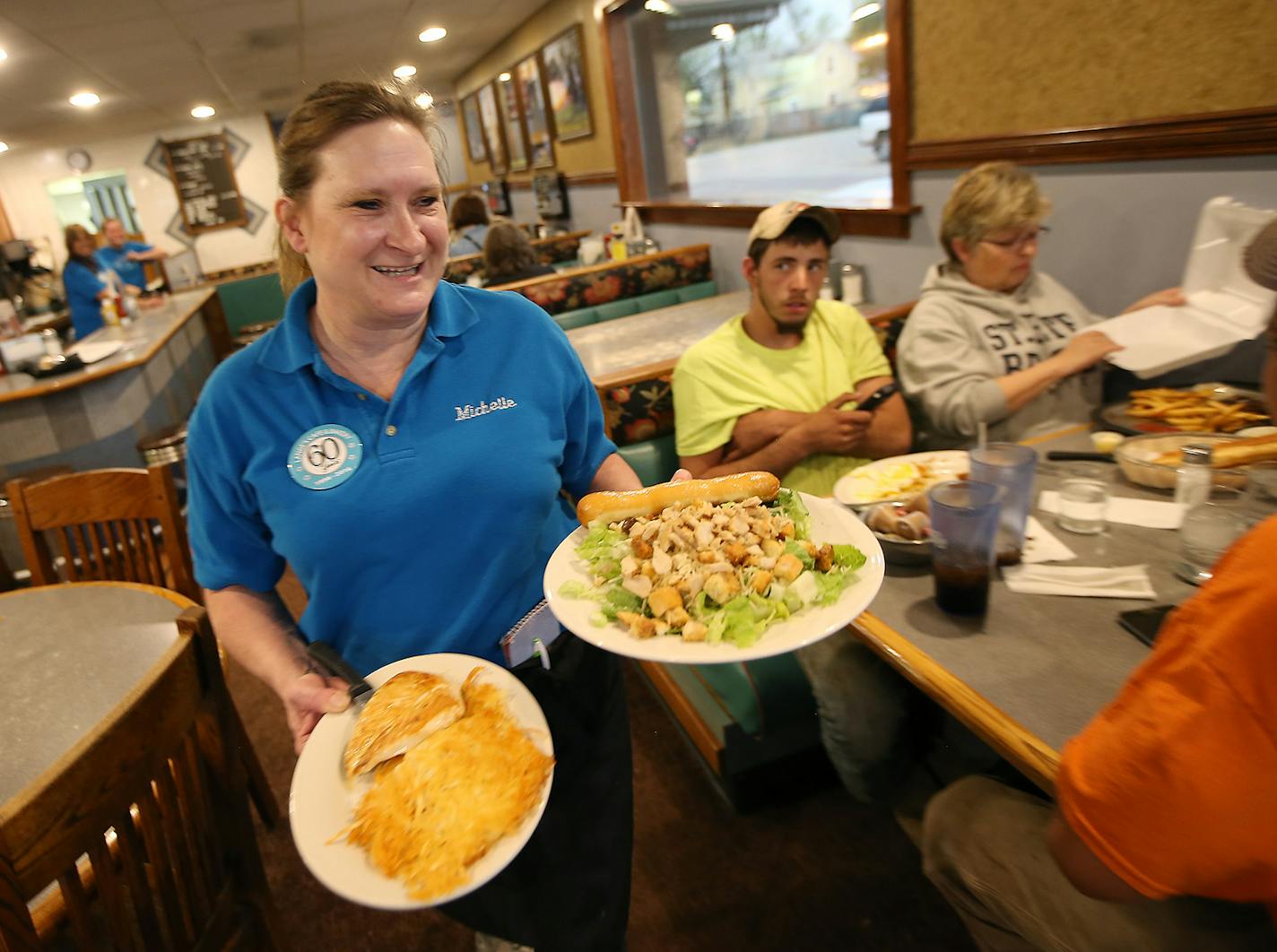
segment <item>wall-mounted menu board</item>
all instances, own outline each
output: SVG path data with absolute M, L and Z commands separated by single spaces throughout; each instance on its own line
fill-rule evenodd
M 169 177 L 178 190 L 178 208 L 190 235 L 248 225 L 230 143 L 222 133 L 166 142 L 163 148 Z

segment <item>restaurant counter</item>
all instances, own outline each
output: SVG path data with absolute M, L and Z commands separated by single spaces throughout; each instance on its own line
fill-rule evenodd
M 83 370 L 40 379 L 0 375 L 0 486 L 50 466 L 142 466 L 138 440 L 183 422 L 213 370 L 211 322 L 225 328 L 215 291 L 176 294 L 128 327 L 102 328 L 84 338 L 119 341 L 123 347 Z M 5 518 L 0 554 L 13 568 L 23 564 Z

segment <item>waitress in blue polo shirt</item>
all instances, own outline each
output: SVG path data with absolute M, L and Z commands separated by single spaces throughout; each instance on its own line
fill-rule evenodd
M 195 574 L 226 648 L 283 702 L 298 749 L 346 706 L 299 628 L 363 673 L 498 642 L 572 528 L 562 491 L 635 489 L 563 333 L 530 301 L 441 281 L 443 186 L 425 114 L 328 83 L 289 117 L 276 204 L 283 319 L 223 362 L 190 422 Z M 308 277 L 309 276 L 309 277 Z M 570 634 L 515 669 L 550 724 L 550 800 L 520 856 L 444 911 L 553 949 L 619 949 L 630 734 L 617 660 Z
M 120 276 L 129 294 L 142 294 L 147 287 L 147 273 L 142 262 L 158 262 L 169 257 L 155 245 L 142 241 L 129 241 L 129 234 L 119 218 L 102 221 L 102 237 L 106 244 L 97 249 L 97 260 L 103 268 L 110 268 Z M 132 288 L 132 290 L 130 290 Z
M 72 311 L 75 339 L 83 341 L 102 327 L 102 301 L 110 296 L 111 290 L 98 276 L 101 267 L 93 258 L 93 236 L 88 230 L 83 225 L 68 225 L 63 239 L 66 241 L 63 287 Z

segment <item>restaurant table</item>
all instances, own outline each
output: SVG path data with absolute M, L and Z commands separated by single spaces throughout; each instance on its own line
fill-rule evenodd
M 1177 604 L 1197 590 L 1174 574 L 1179 533 L 1110 523 L 1102 535 L 1066 532 L 1037 509 L 1077 463 L 1051 462 L 1051 449 L 1089 450 L 1080 428 L 1042 442 L 1033 514 L 1078 558 L 1060 565 L 1148 565 L 1157 593 L 1147 599 L 1019 595 L 995 574 L 983 618 L 936 606 L 930 567 L 888 565 L 868 611 L 852 625 L 871 648 L 1047 792 L 1064 741 L 1117 694 L 1148 648 L 1117 624 L 1128 609 Z M 1093 466 L 1093 463 L 1092 463 Z M 1168 491 L 1128 482 L 1112 466 L 1110 494 L 1170 502 Z
M 194 602 L 130 582 L 0 595 L 0 804 L 49 770 L 140 683 Z

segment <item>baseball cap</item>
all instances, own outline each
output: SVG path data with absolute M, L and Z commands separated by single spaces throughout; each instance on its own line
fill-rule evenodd
M 750 228 L 746 246 L 752 245 L 756 239 L 770 241 L 780 237 L 796 218 L 811 218 L 816 222 L 825 232 L 825 237 L 829 239 L 829 244 L 834 244 L 843 235 L 843 226 L 839 223 L 838 216 L 827 208 L 808 205 L 806 202 L 782 202 L 759 212 L 759 217 L 753 219 L 753 227 Z

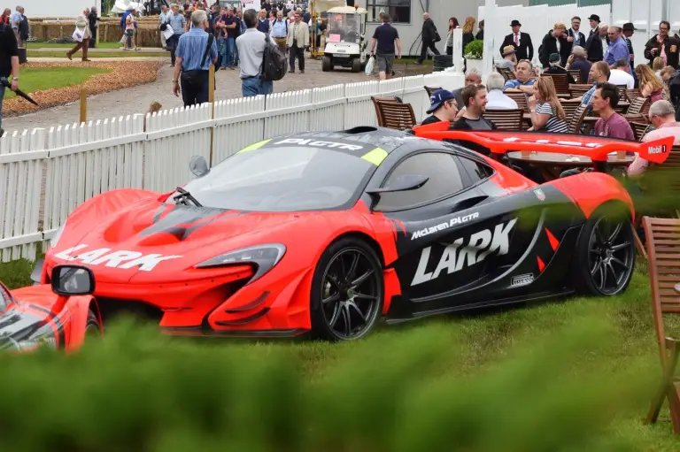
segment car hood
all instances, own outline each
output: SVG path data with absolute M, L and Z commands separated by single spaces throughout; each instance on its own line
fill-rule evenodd
M 45 342 L 54 345 L 48 313 L 39 306 L 21 303 L 11 303 L 0 310 L 0 350 L 25 351 Z
M 79 212 L 73 222 L 69 218 L 58 246 L 48 253 L 49 264 L 87 265 L 102 282 L 172 280 L 178 272 L 225 252 L 263 243 L 285 245 L 283 230 L 296 223 L 327 221 L 314 212 L 243 212 L 158 199 L 100 214 L 93 209 L 93 215 Z

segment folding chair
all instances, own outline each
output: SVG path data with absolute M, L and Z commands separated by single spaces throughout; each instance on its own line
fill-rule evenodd
M 680 313 L 680 219 L 643 218 L 649 252 L 649 279 L 652 284 L 652 305 L 654 326 L 661 360 L 661 381 L 647 412 L 645 424 L 659 418 L 664 401 L 668 401 L 673 431 L 680 434 L 680 395 L 675 376 L 680 355 L 680 340 L 666 335 L 664 314 Z

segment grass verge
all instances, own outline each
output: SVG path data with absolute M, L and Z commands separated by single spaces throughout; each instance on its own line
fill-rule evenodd
M 110 73 L 104 67 L 27 67 L 21 70 L 20 88 L 25 93 L 34 93 L 45 89 L 60 88 L 80 85 L 92 75 Z M 5 98 L 12 99 L 16 95 L 7 91 Z
M 27 45 L 28 51 L 35 49 L 71 49 L 73 44 L 68 44 L 64 42 L 45 42 L 42 41 L 31 41 Z M 96 49 L 119 49 L 120 47 L 120 42 L 99 42 L 97 44 Z
M 158 52 L 134 52 L 134 51 L 120 51 L 120 52 L 100 52 L 100 53 L 95 53 L 95 52 L 89 52 L 88 53 L 88 58 L 89 59 L 98 59 L 98 58 L 157 58 L 157 57 L 167 57 L 168 61 L 170 59 L 170 54 L 165 51 L 158 51 Z M 31 60 L 31 58 L 64 58 L 64 61 L 68 61 L 66 57 L 66 52 L 63 51 L 49 51 L 49 52 L 39 52 L 39 51 L 31 51 L 28 50 L 27 52 L 27 57 L 28 58 L 28 61 Z M 73 55 L 73 61 L 80 61 L 81 58 L 81 53 L 77 53 Z
M 52 73 L 87 73 L 81 71 L 90 71 L 90 73 L 81 79 L 80 83 L 60 88 L 34 89 L 31 97 L 38 103 L 37 106 L 17 96 L 5 98 L 3 102 L 3 114 L 7 117 L 31 113 L 45 108 L 75 102 L 80 98 L 81 89 L 85 89 L 89 96 L 93 96 L 150 83 L 156 80 L 161 65 L 161 61 L 93 61 L 85 63 L 66 60 L 64 63 L 29 62 L 22 65 L 21 73 L 30 74 L 35 70 L 42 72 L 44 80 L 41 79 L 37 82 L 48 87 L 54 85 L 55 80 L 66 80 L 66 75 L 58 77 L 53 76 Z M 79 72 L 74 73 L 73 71 Z M 27 89 L 23 79 L 19 82 L 19 88 Z
M 0 278 L 21 285 L 30 268 L 2 264 Z M 352 343 L 169 338 L 125 322 L 72 356 L 0 359 L 7 450 L 677 450 L 666 409 L 641 421 L 661 367 L 640 271 L 619 297 Z

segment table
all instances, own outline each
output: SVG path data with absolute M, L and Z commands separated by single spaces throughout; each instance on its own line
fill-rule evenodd
M 523 157 L 520 151 L 513 151 L 506 154 L 507 158 L 515 162 L 526 162 L 540 167 L 543 176 L 547 180 L 558 179 L 560 174 L 567 168 L 583 168 L 592 166 L 592 160 L 584 156 L 574 156 L 571 154 L 558 154 L 554 152 L 531 152 L 528 157 Z M 613 166 L 628 166 L 635 160 L 635 156 L 626 156 L 619 158 L 618 156 L 609 156 L 607 163 Z

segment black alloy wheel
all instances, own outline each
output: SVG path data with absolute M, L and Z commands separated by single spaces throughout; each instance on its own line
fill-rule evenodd
M 339 241 L 323 254 L 314 275 L 315 335 L 334 341 L 363 337 L 380 318 L 382 294 L 382 268 L 375 251 L 360 241 Z
M 635 265 L 635 242 L 630 219 L 597 218 L 588 241 L 588 270 L 599 295 L 625 290 Z

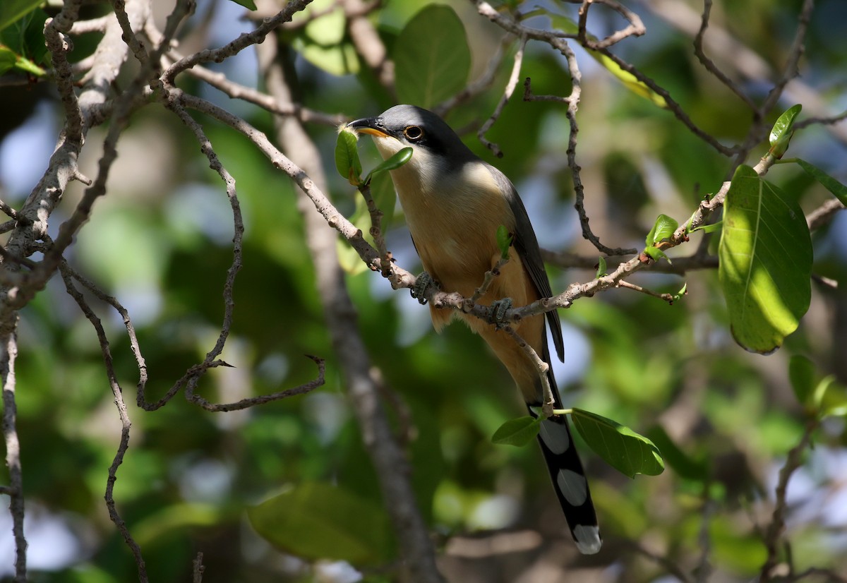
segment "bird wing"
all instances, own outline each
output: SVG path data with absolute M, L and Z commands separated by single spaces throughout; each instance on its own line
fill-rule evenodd
M 529 273 L 535 290 L 540 297 L 550 297 L 553 295 L 550 289 L 550 280 L 547 279 L 547 271 L 544 268 L 544 261 L 541 260 L 541 249 L 538 246 L 538 239 L 535 238 L 535 231 L 532 228 L 529 221 L 529 215 L 523 206 L 518 191 L 512 184 L 512 181 L 506 177 L 502 172 L 490 164 L 486 164 L 491 175 L 497 181 L 501 192 L 505 192 L 509 201 L 509 207 L 512 214 L 515 215 L 515 232 L 514 247 L 518 253 L 523 260 L 523 265 Z M 565 359 L 564 341 L 562 337 L 562 324 L 559 321 L 559 313 L 556 310 L 547 312 L 547 321 L 553 330 L 553 344 L 556 346 L 556 353 L 559 360 Z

*****

# Task to carry out:
Render the lines starting at the one containing "segment <item>restaurant table</item>" and ending at the one containing "M 79 212 L 73" as a Markdown table with the columns Index and Text. Number each line, skip blank lines, and leave the pictures out.

# Solution:
| Index | Text |
|---|---|
| 1 | segment <item>restaurant table</item> |
| 2 | all instances, own outline each |
| 3 | output: SVG path data with absolute M, L and Z commands separated by single spaces throughout; each instance on its own line |
| 4 | fill-rule evenodd |
| 5 | M 1177 604 L 1197 590 L 1174 574 L 1179 533 L 1110 523 L 1102 535 L 1066 532 L 1037 509 L 1077 463 L 1051 462 L 1051 449 L 1089 450 L 1080 428 L 1042 442 L 1033 514 L 1078 558 L 1060 565 L 1148 565 L 1157 593 L 1147 599 L 1019 595 L 995 574 L 983 618 L 936 606 L 930 567 L 888 565 L 868 611 L 852 625 L 871 648 L 1047 792 L 1064 741 L 1117 694 L 1148 648 L 1117 624 L 1128 609 Z M 1093 466 L 1093 463 L 1092 463 Z M 1168 491 L 1128 482 L 1112 466 L 1110 494 L 1170 502 Z |
| 6 | M 194 602 L 130 582 L 0 595 L 0 804 L 49 770 L 140 683 Z |
| 7 | segment <item>baseball cap</item> |
| 8 | all instances, own outline each |
| 9 | output: SVG path data with absolute M, L and Z commands separated by single spaces throughout; each instance on its own line |
| 10 | fill-rule evenodd |
| 11 | M 750 228 L 746 246 L 752 245 L 756 239 L 770 241 L 780 237 L 796 218 L 811 218 L 816 222 L 825 232 L 825 237 L 829 239 L 829 244 L 834 244 L 843 235 L 843 226 L 839 223 L 838 216 L 827 208 L 808 205 L 806 202 L 782 202 L 759 212 L 759 217 L 753 219 L 753 227 Z |
| 12 | segment car hood |
| 13 | all instances, own outline each |
| 14 | output: SVG path data with absolute M, L and Z commands separated by single spaces throughout; each instance on its own line |
| 15 | fill-rule evenodd |
| 16 | M 45 342 L 54 345 L 48 313 L 39 306 L 21 303 L 11 303 L 0 310 L 0 350 L 25 351 Z |
| 17 | M 79 212 L 73 222 L 69 218 L 58 246 L 48 253 L 49 264 L 87 265 L 102 282 L 172 280 L 178 272 L 225 252 L 263 243 L 285 245 L 283 230 L 296 223 L 327 221 L 314 212 L 243 212 L 158 199 L 100 214 L 93 209 L 93 215 Z |